Records provided Start Marker

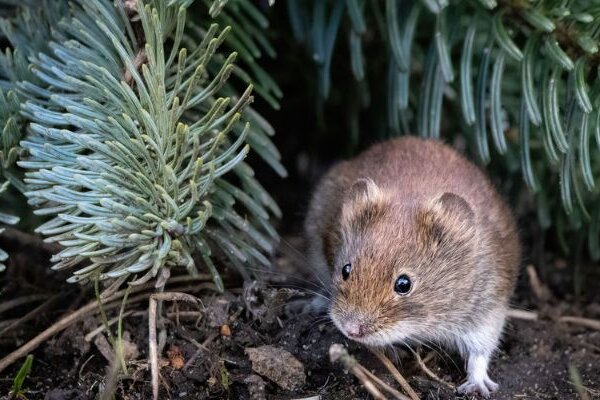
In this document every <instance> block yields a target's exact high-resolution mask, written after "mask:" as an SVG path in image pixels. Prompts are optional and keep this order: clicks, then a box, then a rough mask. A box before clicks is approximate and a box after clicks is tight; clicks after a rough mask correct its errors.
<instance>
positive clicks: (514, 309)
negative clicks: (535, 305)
mask: <svg viewBox="0 0 600 400" xmlns="http://www.w3.org/2000/svg"><path fill="white" fill-rule="evenodd" d="M506 316H507V317H509V318H514V319H524V320H528V321H533V320H536V319H538V318H539V315H538V313H536V312H535V311H526V310H517V309H516V308H509V309H508V310H507V311H506Z"/></svg>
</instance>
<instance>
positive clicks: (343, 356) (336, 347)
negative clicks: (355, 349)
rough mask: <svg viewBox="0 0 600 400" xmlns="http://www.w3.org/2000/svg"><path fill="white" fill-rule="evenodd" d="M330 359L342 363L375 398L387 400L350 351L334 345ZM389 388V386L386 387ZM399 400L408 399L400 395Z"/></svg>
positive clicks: (333, 360) (368, 375)
mask: <svg viewBox="0 0 600 400" xmlns="http://www.w3.org/2000/svg"><path fill="white" fill-rule="evenodd" d="M329 359H330V360H331V362H332V363H335V362H338V361H339V362H340V363H342V365H343V366H344V368H346V369H347V370H348V371H350V372H352V374H353V375H354V376H356V377H357V378H358V380H359V381H360V383H361V384H362V385H363V386H364V388H365V389H367V391H368V392H369V393H370V394H371V396H373V398H374V399H376V400H385V399H386V397H385V396H384V395H383V393H381V391H380V390H379V389H378V388H377V386H376V384H375V382H374V381H373V379H371V377H369V375H368V374H367V373H365V371H367V369H366V368H365V367H363V366H362V365H360V364H359V363H358V361H356V359H355V358H354V357H352V356H351V355H350V354H348V350H346V348H345V347H344V346H342V345H341V344H337V343H334V344H332V345H331V347H329ZM386 386H387V385H386ZM400 396H402V397H399V399H401V400H406V399H408V398H407V397H406V396H404V395H402V394H400Z"/></svg>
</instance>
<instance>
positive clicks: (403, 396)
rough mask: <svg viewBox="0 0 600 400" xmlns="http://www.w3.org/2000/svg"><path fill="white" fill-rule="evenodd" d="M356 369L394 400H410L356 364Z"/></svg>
mask: <svg viewBox="0 0 600 400" xmlns="http://www.w3.org/2000/svg"><path fill="white" fill-rule="evenodd" d="M357 368H359V369H361V370H362V372H363V373H364V374H365V375H366V376H368V377H369V379H371V380H372V381H373V382H375V383H376V384H378V385H379V386H380V387H381V388H382V389H384V390H385V391H386V392H388V393H389V394H391V395H392V396H394V398H395V399H396V400H410V398H409V397H406V396H405V395H403V394H402V393H400V392H399V391H397V390H396V389H394V388H393V387H391V386H390V385H388V384H387V383H385V382H384V381H382V380H381V379H380V378H379V377H378V376H377V375H375V374H374V373H372V372H371V371H369V370H368V369H366V368H365V367H363V366H362V365H360V364H358V365H357Z"/></svg>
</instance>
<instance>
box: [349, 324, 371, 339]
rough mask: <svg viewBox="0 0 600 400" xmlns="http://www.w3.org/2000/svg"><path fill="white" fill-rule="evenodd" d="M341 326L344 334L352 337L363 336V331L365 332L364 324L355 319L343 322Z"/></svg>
mask: <svg viewBox="0 0 600 400" xmlns="http://www.w3.org/2000/svg"><path fill="white" fill-rule="evenodd" d="M343 327H344V331H345V332H346V335H348V336H349V337H351V338H354V339H357V338H361V337H363V336H365V333H366V332H367V329H366V326H365V325H364V324H362V323H360V322H356V321H347V322H345V323H344V325H343Z"/></svg>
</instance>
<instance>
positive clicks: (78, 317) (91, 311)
mask: <svg viewBox="0 0 600 400" xmlns="http://www.w3.org/2000/svg"><path fill="white" fill-rule="evenodd" d="M205 277H206V279H210V276H208V275H201V276H199V277H196V278H192V277H189V276H178V277H174V278H171V279H170V280H169V284H173V283H181V282H192V281H194V282H198V280H202V279H204V278H205ZM206 288H208V287H207V286H206V283H200V284H197V285H194V286H189V287H188V286H186V287H185V288H178V290H186V291H188V292H190V293H191V292H194V291H200V290H203V289H206ZM149 289H154V285H153V284H152V283H150V284H146V285H140V286H135V287H132V288H131V290H130V294H134V293H140V292H144V291H147V290H149ZM126 292H127V290H120V291H118V292H115V293H114V294H112V295H110V296H106V297H102V296H101V297H100V301H101V302H102V304H103V305H104V309H105V310H109V309H114V308H119V307H120V306H121V299H122V298H123V296H124V295H125V293H126ZM148 296H149V294H148V293H147V292H146V293H141V294H138V295H137V296H131V297H130V298H129V299H128V300H127V303H128V304H134V303H137V302H140V301H143V300H147V299H148ZM192 297H193V296H192ZM97 309H98V301H96V300H94V301H92V302H90V303H88V304H86V305H85V306H83V307H81V308H79V309H77V310H75V311H72V312H69V313H68V314H67V315H65V316H64V317H63V318H61V319H60V320H58V321H57V322H56V323H55V324H53V325H51V326H49V327H48V328H46V329H45V330H44V331H42V332H41V333H39V334H38V335H37V336H36V337H34V338H33V339H31V340H30V341H28V342H27V343H25V344H24V345H22V346H21V347H19V348H18V349H16V350H15V351H13V352H12V353H10V354H8V355H7V356H6V357H4V358H2V359H0V372H2V371H3V370H4V369H6V368H7V367H9V366H10V365H12V364H13V363H14V362H15V361H17V360H18V359H20V358H22V357H25V356H26V355H27V354H29V353H30V352H32V351H33V350H34V349H35V348H37V347H38V346H39V345H41V344H42V343H44V342H45V341H47V340H48V339H50V338H51V337H53V336H54V335H56V334H57V333H59V332H61V331H63V330H64V329H66V328H68V327H69V326H71V325H72V324H74V323H77V322H78V321H79V320H81V319H83V318H85V317H86V316H88V315H90V314H93V313H95V312H96V311H97Z"/></svg>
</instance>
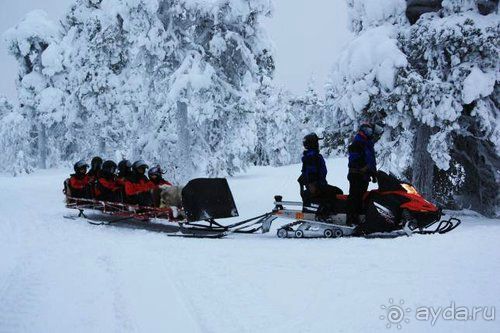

Records provided End Marker

> Work instruction
Every line of the records must come back unchanged, except that pictures are dropped.

> Answer section
In this document every <instance> block yields a target's exact high-resolution mask, written after "mask:" as an SVG path in image pixels. Prompts are optional and keep this order: clicks, then a box, then a rough mask. A box before clicks is approximate and a box after clicks is tight; clicks after a rough mask correct its errors.
<instance>
positive clicks: (514, 309)
negative clicks: (535, 305)
mask: <svg viewBox="0 0 600 400" xmlns="http://www.w3.org/2000/svg"><path fill="white" fill-rule="evenodd" d="M506 316H507V317H509V318H514V319H524V320H528V321H533V320H536V319H538V318H539V315H538V313H536V312H535V311H526V310H517V309H516V308H509V309H508V310H507V311H506Z"/></svg>
</instance>
<instance>
positive clicks: (343, 356) (336, 347)
negative clicks: (355, 349)
rough mask: <svg viewBox="0 0 600 400" xmlns="http://www.w3.org/2000/svg"><path fill="white" fill-rule="evenodd" d="M330 359L342 363L375 398L387 400L350 351L334 345ZM389 388V386L386 387ZM399 400L408 399L400 395Z"/></svg>
positive clicks: (333, 360) (368, 375)
mask: <svg viewBox="0 0 600 400" xmlns="http://www.w3.org/2000/svg"><path fill="white" fill-rule="evenodd" d="M329 359H330V360H331V362H332V363H335V362H338V361H339V362H340V363H342V365H343V366H344V368H346V369H347V370H348V371H350V372H352V374H353V375H354V376H356V377H357V378H358V380H359V381H360V383H361V384H362V385H363V386H364V388H365V389H367V391H368V392H369V393H370V394H371V396H373V398H374V399H376V400H385V399H386V397H385V396H384V395H383V393H381V391H380V390H379V389H378V388H377V386H376V384H375V382H374V381H373V379H371V377H369V375H368V374H367V373H365V371H367V369H366V368H365V367H363V366H362V365H360V364H359V363H358V361H356V359H355V358H354V357H352V356H351V355H350V354H348V350H346V348H345V347H344V346H342V345H341V344H337V343H334V344H332V345H331V347H329ZM386 386H387V385H386ZM400 396H402V397H399V399H401V400H406V399H408V398H407V397H406V396H404V395H402V394H400Z"/></svg>
</instance>
<instance>
positive clicks: (403, 396)
rough mask: <svg viewBox="0 0 600 400" xmlns="http://www.w3.org/2000/svg"><path fill="white" fill-rule="evenodd" d="M356 369L394 400H410L356 364Z"/></svg>
mask: <svg viewBox="0 0 600 400" xmlns="http://www.w3.org/2000/svg"><path fill="white" fill-rule="evenodd" d="M357 368H359V369H361V370H362V372H363V373H364V374H365V375H366V376H368V377H369V379H371V380H372V381H373V382H375V383H376V384H378V385H379V386H380V387H381V388H382V389H384V390H385V391H386V392H388V393H389V394H391V395H392V396H394V398H395V399H396V400H410V398H409V397H406V396H405V395H403V394H402V393H400V392H399V391H397V390H396V389H394V388H393V387H391V386H390V385H388V384H387V383H385V382H384V381H382V380H381V379H380V378H379V377H378V376H377V375H375V374H374V373H372V372H371V371H369V370H368V369H366V368H365V367H363V366H362V365H360V364H358V365H357Z"/></svg>
</instance>
<instance>
box: [349, 324, 371, 339]
rough mask: <svg viewBox="0 0 600 400" xmlns="http://www.w3.org/2000/svg"><path fill="white" fill-rule="evenodd" d="M341 326L344 334L352 337L363 336V331L365 332L364 324L355 319L343 322Z"/></svg>
mask: <svg viewBox="0 0 600 400" xmlns="http://www.w3.org/2000/svg"><path fill="white" fill-rule="evenodd" d="M343 327H344V331H345V332H346V335H348V336H349V337H351V338H354V339H357V338H361V337H363V336H365V333H366V332H367V329H366V326H365V325H364V324H362V323H360V322H356V321H347V322H345V323H344V325H343Z"/></svg>
</instance>
<instance>
positive clicks: (78, 317) (91, 311)
mask: <svg viewBox="0 0 600 400" xmlns="http://www.w3.org/2000/svg"><path fill="white" fill-rule="evenodd" d="M205 277H206V279H210V276H208V275H201V276H199V277H196V278H192V277H189V276H178V277H174V278H171V279H170V280H169V284H173V283H181V282H192V281H194V282H198V280H202V279H204V278H205ZM206 288H208V287H207V286H206V283H200V284H197V285H194V286H189V287H188V286H186V287H185V288H178V290H186V291H188V292H190V293H191V292H194V291H200V290H203V289H206ZM149 289H154V285H153V284H152V283H150V284H146V285H140V286H135V287H132V288H131V290H130V294H134V293H140V292H144V291H147V290H149ZM126 292H127V290H120V291H118V292H115V293H114V294H112V295H110V296H106V297H102V296H101V297H100V301H101V302H102V304H103V305H104V309H105V310H109V309H114V308H119V307H120V306H121V299H122V298H123V296H124V295H125V293H126ZM148 296H149V294H148V293H147V292H146V293H141V294H138V295H137V296H131V297H130V298H129V299H128V300H127V303H128V304H134V303H137V302H140V301H143V300H147V299H148ZM192 297H193V296H192ZM97 309H98V301H96V300H94V301H92V302H90V303H88V304H86V305H85V306H83V307H81V308H79V309H77V310H75V311H72V312H69V313H68V314H67V315H65V316H64V317H63V318H61V319H60V320H58V321H57V322H56V323H55V324H53V325H51V326H49V327H48V328H46V329H45V330H44V331H42V332H41V333H39V334H38V335H37V336H36V337H34V338H33V339H31V340H30V341H28V342H27V343H25V344H24V345H22V346H21V347H19V348H18V349H16V350H15V351H13V352H12V353H10V354H8V355H7V356H6V357H4V358H2V359H0V372H2V371H3V370H4V369H6V368H7V367H9V366H10V365H12V364H13V363H14V362H15V361H17V360H18V359H20V358H22V357H25V356H26V355H27V354H29V353H30V352H32V351H33V350H34V349H35V348H37V347H38V346H39V345H41V344H42V343H44V342H45V341H47V340H48V339H50V338H51V337H53V336H54V335H56V334H57V333H59V332H61V331H63V330H64V329H66V328H68V327H69V326H71V325H72V324H74V323H77V322H78V321H79V320H81V319H83V318H85V317H86V316H88V315H90V314H93V313H95V312H96V311H97Z"/></svg>
</instance>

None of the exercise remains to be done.